A block of data:
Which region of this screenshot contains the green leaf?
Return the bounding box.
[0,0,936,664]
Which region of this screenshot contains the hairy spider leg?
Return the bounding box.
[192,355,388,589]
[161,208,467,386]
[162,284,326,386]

• YOUR INSTRUCTIONS: Rewrite the listing with "region" changed to "area" wherever it occurs, leaving everything else unchanged.

• THE OUTPUT:
Which area of this screenshot contains the green leaf?
Return the bounding box.
[0,0,936,664]
Which area of this screenshot contains the hairy spider leg?
Return the bounding box.
[192,355,388,589]
[161,208,467,386]
[162,284,326,386]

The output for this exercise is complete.